Written task: Repeat the whole listing exactly as written.

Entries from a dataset
## BEGIN

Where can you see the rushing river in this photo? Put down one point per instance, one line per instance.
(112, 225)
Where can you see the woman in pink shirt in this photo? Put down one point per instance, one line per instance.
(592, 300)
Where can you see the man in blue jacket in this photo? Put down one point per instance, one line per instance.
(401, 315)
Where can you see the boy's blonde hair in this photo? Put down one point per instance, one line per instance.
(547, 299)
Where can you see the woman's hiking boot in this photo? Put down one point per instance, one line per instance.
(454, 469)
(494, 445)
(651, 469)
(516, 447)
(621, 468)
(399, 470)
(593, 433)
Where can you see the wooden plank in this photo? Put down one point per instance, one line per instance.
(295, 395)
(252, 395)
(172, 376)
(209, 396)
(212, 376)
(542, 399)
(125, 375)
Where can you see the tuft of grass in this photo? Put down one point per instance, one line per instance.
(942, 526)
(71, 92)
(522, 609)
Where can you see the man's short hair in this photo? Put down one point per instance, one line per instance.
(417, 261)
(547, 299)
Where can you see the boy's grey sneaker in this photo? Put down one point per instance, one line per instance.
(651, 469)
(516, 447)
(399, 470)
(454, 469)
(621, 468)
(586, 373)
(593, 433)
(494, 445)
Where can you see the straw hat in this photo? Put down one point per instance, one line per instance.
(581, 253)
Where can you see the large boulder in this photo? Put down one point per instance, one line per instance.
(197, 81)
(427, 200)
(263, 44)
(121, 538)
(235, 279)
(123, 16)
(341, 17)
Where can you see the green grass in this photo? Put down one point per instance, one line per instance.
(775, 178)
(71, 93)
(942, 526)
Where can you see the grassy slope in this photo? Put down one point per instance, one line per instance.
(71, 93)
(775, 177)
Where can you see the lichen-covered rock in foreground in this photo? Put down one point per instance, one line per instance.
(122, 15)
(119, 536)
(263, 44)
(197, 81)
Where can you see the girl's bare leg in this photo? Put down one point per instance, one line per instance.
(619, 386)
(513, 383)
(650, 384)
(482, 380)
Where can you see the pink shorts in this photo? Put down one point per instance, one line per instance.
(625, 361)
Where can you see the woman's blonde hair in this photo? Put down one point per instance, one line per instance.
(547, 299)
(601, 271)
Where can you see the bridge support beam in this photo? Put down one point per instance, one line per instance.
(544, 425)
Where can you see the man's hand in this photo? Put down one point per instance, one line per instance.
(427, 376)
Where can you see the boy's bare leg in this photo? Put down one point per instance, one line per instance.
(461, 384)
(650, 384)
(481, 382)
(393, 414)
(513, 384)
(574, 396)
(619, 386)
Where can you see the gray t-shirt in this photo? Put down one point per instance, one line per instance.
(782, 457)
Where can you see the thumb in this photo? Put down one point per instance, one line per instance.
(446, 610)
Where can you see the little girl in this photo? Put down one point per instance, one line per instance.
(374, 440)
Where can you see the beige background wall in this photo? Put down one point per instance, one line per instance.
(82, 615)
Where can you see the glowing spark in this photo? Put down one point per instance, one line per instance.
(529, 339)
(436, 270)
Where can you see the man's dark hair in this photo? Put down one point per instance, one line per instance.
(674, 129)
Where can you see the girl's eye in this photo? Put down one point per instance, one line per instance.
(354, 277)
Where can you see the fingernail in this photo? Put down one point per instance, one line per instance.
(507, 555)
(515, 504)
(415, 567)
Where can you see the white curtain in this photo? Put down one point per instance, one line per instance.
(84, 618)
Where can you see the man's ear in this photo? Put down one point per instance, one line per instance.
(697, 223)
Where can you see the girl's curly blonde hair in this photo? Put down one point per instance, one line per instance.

## END

Output of the exercise:
Where can you see the rushing river in this photo? Put down one point per instance, one line per instance.
(112, 225)
Where can you see the woman in pink shirt in this photo? Put down one point per instance, one line per instance.
(592, 300)
Where can you see the man in blue jacket in this photo? Put down one point per instance, one line per instance.
(401, 315)
Where can you see the boy's blonde hair in this photo? Put down one point per instance, one line per instance.
(547, 299)
Where can you see the woman's hiking boot in this photo? Put down one point per instance, one line per instance.
(454, 469)
(494, 445)
(651, 469)
(516, 447)
(621, 468)
(399, 470)
(593, 433)
Where can you see the wooden plank in this photo? Put down one point per instance, one line per instance.
(295, 395)
(252, 395)
(172, 376)
(209, 396)
(212, 376)
(542, 399)
(125, 375)
Where can you see the tuft of grass in this photo? Put down one point per instance, one line per instance.
(942, 526)
(71, 92)
(522, 609)
Where can you see the man's short hair in this photo? Put down one point per instance, one line per instance.
(417, 261)
(547, 299)
Where can you see the boy's grey sneaker in this photo? Put down one point per instance, one line per instance.
(651, 469)
(516, 447)
(399, 470)
(454, 469)
(621, 468)
(586, 373)
(593, 433)
(494, 445)
Where can you see the straw hat in this photo? Put down one point per instance, one line per instance.
(581, 253)
Where can you see the large boulder in this photo? Put down one point per instance, one line per instance.
(197, 81)
(427, 200)
(263, 44)
(121, 538)
(235, 279)
(123, 16)
(341, 17)
Where can you see the green grass in this photo? Put down one point per instance, one line per instance.
(775, 178)
(71, 93)
(942, 526)
Where can you see the grassy slope in this photo? Put down one point per instance, one line per instance.
(71, 93)
(775, 177)
Where can you see the lichen-covered rock in foreground in this photo? Put down one point per instance, one line per instance.
(122, 15)
(119, 536)
(263, 44)
(197, 81)
Where can you see the girl's bare leg in this photo? Put down one point per instance, one line per instance.
(619, 386)
(513, 383)
(650, 384)
(482, 380)
Where can you see the pink shorts in this photo? Put down one point per instance, one line per instance.
(625, 361)
Where can you see the woman's blonde hair in this photo? Put down one point per instance, one line per instance.
(547, 299)
(601, 271)
Where can you see the bridge support beam in this photo? Put down one point per instance, one line per instance.
(544, 425)
Where can you see the man's hand in this photo? Put down one point per instance, one line per instance.
(427, 376)
Where can you see the boy's bare leg in this photo? Put down one point per instance, one line per instance.
(461, 384)
(650, 384)
(481, 382)
(393, 414)
(513, 384)
(574, 396)
(619, 386)
Where can you see the gray t-shirt in this photo? Put down one point per instance, one line per instance.
(782, 457)
Where can you see the thumb in this photo? Put down one point per instance, one line per instance.
(446, 610)
Where can you see the little girl in this photo? Put down one point per instance, one line per instance.
(374, 440)
Where can you see the beige background wall in this photo? Put down one point per instance, one line per instance.
(82, 615)
Where can you see the glowing spark in this photo? Put down one point per instance, one line per instance.
(529, 339)
(436, 270)
Where can you see the man's dark hair in this photo? Put down one point per instance, one line per instance.
(674, 129)
Where can you see the girl's eye in this photo? Put down one point per instance, one line per instance.
(354, 277)
Where can you see the fingernail in this photo? Put down one point per instance, one line per instance.
(507, 555)
(515, 504)
(415, 567)
Where can you see the white curtain in this photo? Put down one point per instance, one line per instance.
(84, 618)
Where can you see the man's ear in this photo? Put down one point per instance, one line per instance.
(697, 223)
Where can you see the girl's curly blonde hair in this photo? Put down one point per instance, one line per instance.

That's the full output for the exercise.